◆ **Texto citado**:

::::

É Dionísio, o deus do vinho, que traz este vestígio aos homens sem-Deus envoltos pela escuridão da sua noite do mundo. Porque o deus das videiras guarda nestas e nos frutos destas, simultaneamente, a co-pertença originária da terra e do céu como o terreiro festivo onde se celebra a união entre os homens e os deuses.

Martin Heidegger

 

José Ortega y Gasset é um dos nomes próprios mais completos e elegantes que conheço. Para começar, “Ortega” é alvo de distintas opiniões sobre sua origem. Segundo Roberto Faure, coautor do Diccionario de Apellidos Españoles, Ortega é derivado do substantivo ‘ortega’, uma denominação variante da espécie vegetal urtiga espanhola. O nome da planta é encontrado como topónimo em vários locais de Espanha, como Ortega (Burgos) ou Ortega (Jaén). O Dicionário de Sobrenomes Americanos afirma que o nome pode derivar de ortega: “perdiz-preta”. E Gasset? Bem, acredita-se que Gasset seja um nome patronímico formado a partir de um nome próprio medieval agora desconhecido. Uma forma latina mais antiga do sobrenome era Garsea, mas as raízes desse nome podem muito bem ser anteriores à era latina e vir da língua basca.

Prumodeduquê essa coisa toda acima?

Ué, pra começar dalgum lugar, pois.

Tava pensando como entrar mesmo no assunto, ou seja, o pensador da vez e os vinhos, então decidi meio que o apresentar.

Filósofo, sociólogo, historiador, esteta… O homem foi tudo isso de vera. Bom em todas esses campos do conhecimento.

Não queria restringir a nenhuma área de estudo em seu diálogo interminável para entender melhor o que era de importância central para ele: O QUE SIGNIFICA SER HUMANO. Ele escreveu sobre filosofia, história, crítica literária, sociologia, relatos de viagem, filosofia da vida, história, fenomenologia, sociedade, política, imprensa e romance, para citar alguns dos vários tópicos que explorou.

Ortega y Gasset exibia (no bom sentido), digamos, várias identidades: era filósofo, educador, ensaísta, teórico, crítico, editor e político. Ele não se esforçou para ser um “filósofo profissional”; em vez disso, ele pretendia ser um “ensaísta filosófico”.

Eu sei, eu sei… Tenho de incluir a obra “Rebelião das Massas”, citado à mancheia e pouco lido (que nem os livros de Walter Benjamin). Mas se não mencionar fica igual à missa em que, pelo menos, parte da bíblia não foi citada.

Esta, sua teoria, hum… Como diria? A mais polêmica, talvez: a rebelião das massas reflete as crises da nossa época. Isto no século XX, primeiro terço. A obra é de, creio, entre 29 e 30. O “homem-massa” contra a “minoria seleta”. Quem nunca leu Ortega y Gasset (refiro-me aos que, por seu discurso mesmo, são obrigados a fazê-lo), ou que o leu e não o entendeu (miríades), conclui que o filósofo está a propor uma divisão, uma classificação social ideológica, entre pobres e ricos. Bem, não é isso. Mas, caso alguém queira uma aula, cobro 50,00 a hora.

::::

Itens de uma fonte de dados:

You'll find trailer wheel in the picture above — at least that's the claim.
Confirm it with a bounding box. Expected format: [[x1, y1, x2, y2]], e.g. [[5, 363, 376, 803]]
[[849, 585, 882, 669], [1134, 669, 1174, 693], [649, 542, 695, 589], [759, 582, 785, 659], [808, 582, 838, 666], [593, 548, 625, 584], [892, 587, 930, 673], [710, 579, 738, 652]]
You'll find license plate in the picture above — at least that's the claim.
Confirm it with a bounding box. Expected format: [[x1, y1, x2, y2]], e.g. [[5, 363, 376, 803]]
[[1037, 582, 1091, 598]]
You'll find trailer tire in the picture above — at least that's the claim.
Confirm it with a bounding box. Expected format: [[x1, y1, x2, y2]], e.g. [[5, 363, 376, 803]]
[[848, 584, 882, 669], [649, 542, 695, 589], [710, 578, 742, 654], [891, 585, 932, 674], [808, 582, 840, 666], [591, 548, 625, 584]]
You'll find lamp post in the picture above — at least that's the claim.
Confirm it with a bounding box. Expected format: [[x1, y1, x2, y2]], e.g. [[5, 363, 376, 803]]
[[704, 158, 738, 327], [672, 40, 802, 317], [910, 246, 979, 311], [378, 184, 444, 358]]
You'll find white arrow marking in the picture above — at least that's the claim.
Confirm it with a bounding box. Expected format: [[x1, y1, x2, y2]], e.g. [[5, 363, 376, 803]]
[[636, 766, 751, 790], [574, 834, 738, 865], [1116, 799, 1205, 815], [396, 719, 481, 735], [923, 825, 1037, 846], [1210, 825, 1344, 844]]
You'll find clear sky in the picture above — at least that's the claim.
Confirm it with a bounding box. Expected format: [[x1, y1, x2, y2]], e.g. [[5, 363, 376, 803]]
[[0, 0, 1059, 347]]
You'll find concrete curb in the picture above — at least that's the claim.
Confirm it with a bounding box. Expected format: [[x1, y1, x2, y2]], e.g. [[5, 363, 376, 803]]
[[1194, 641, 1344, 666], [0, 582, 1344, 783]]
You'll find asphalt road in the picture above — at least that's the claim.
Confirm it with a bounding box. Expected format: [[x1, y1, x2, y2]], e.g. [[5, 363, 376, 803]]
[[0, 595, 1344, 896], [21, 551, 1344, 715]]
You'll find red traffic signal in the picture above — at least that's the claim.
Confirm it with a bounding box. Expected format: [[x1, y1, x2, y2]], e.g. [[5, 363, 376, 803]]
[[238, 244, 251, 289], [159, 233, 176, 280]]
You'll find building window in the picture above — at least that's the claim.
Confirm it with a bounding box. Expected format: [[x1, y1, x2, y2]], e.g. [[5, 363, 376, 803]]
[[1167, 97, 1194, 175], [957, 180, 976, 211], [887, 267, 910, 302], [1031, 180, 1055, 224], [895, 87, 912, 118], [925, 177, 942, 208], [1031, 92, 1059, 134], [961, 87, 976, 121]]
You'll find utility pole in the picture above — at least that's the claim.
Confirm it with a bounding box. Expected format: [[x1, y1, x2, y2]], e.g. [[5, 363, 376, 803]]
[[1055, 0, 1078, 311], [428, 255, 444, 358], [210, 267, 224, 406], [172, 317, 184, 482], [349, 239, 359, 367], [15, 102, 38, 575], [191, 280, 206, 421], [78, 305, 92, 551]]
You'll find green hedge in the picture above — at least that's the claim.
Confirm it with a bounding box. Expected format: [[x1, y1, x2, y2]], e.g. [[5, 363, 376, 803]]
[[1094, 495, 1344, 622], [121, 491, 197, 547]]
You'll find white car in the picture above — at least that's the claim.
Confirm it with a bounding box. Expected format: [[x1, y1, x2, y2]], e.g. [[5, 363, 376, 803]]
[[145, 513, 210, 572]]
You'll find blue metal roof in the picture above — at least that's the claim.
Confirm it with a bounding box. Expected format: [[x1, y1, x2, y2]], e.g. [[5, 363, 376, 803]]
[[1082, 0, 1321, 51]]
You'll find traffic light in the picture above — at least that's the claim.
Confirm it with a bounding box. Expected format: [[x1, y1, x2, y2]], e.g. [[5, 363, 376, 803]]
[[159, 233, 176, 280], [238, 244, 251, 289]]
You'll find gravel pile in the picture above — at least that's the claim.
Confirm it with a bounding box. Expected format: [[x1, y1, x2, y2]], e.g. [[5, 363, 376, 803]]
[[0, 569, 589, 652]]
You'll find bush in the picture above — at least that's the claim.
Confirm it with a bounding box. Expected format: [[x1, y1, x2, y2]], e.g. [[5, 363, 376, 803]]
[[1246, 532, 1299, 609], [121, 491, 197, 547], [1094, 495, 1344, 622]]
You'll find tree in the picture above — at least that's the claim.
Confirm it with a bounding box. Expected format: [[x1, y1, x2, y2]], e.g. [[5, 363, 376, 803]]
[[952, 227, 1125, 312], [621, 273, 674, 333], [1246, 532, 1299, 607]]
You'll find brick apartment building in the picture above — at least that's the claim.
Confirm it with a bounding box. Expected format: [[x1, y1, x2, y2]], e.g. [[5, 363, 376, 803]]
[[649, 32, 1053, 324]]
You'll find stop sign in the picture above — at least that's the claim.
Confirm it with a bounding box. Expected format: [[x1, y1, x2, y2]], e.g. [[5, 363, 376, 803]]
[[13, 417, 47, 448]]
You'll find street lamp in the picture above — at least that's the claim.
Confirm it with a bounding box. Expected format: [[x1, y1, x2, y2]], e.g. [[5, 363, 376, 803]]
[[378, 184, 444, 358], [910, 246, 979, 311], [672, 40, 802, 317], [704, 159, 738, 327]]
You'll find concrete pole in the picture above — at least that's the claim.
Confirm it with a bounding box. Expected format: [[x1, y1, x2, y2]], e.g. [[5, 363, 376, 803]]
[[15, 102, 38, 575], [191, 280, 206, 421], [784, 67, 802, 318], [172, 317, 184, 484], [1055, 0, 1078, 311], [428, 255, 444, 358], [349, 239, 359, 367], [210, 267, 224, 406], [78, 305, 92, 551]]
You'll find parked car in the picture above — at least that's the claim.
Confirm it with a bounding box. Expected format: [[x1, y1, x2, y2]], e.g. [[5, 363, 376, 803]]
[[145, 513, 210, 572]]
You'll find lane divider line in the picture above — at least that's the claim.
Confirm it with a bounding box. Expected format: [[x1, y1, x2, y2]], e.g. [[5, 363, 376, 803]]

::::

◆ **Tarefa**:
Copie de novo o texto sobre Ortega y Gasset, tudo de "Ué, pra começar" até "que o apresentar.", substituindo "pensador" por "filósofo". A listagem acima foi tirada de outra fonte.

◆ **Resposta completa**:
Ué, pra começar dalgum lugar, pois.

Tava pensando como entrar mesmo no assunto, ou seja, o filósofo da vez e os vinhos, então decidi meio que o apresentar.